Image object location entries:
· · · ·
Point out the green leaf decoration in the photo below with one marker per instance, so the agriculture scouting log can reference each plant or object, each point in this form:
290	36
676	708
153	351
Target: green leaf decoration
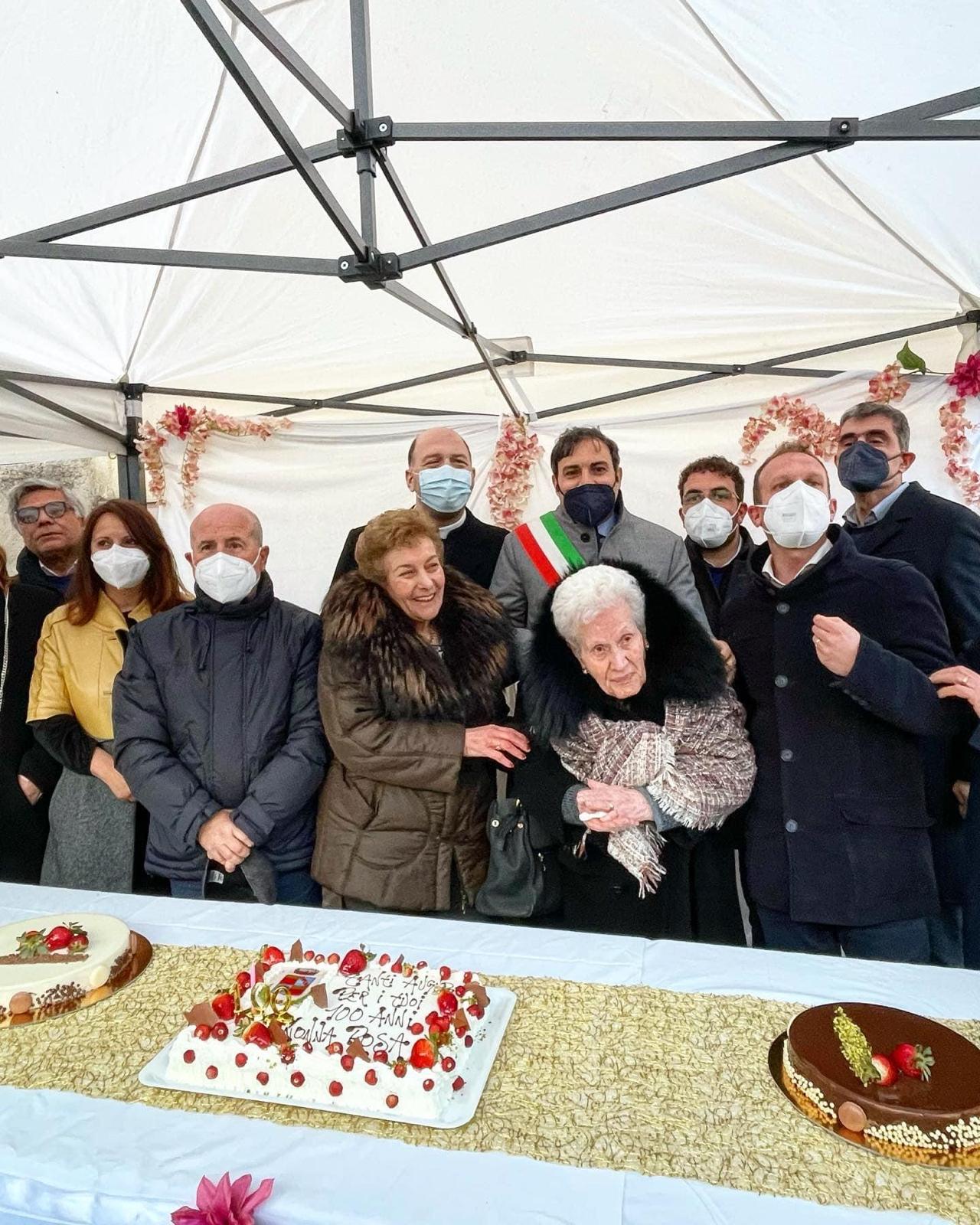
· · · ·
- _STATED PROBLEM_
Could you reproduce the material with every "green leaf decoration" swapped for "leaf ornament" and nothing else changed? Leave the pictures out.

- _PROBLEM SOLUTION_
Point out the leaf ornament in the photo below with one marker per instance, so the agriculture scouting log can reference each plant or object, each point in this form:
290	36
676	708
153	351
Target: leaf ornament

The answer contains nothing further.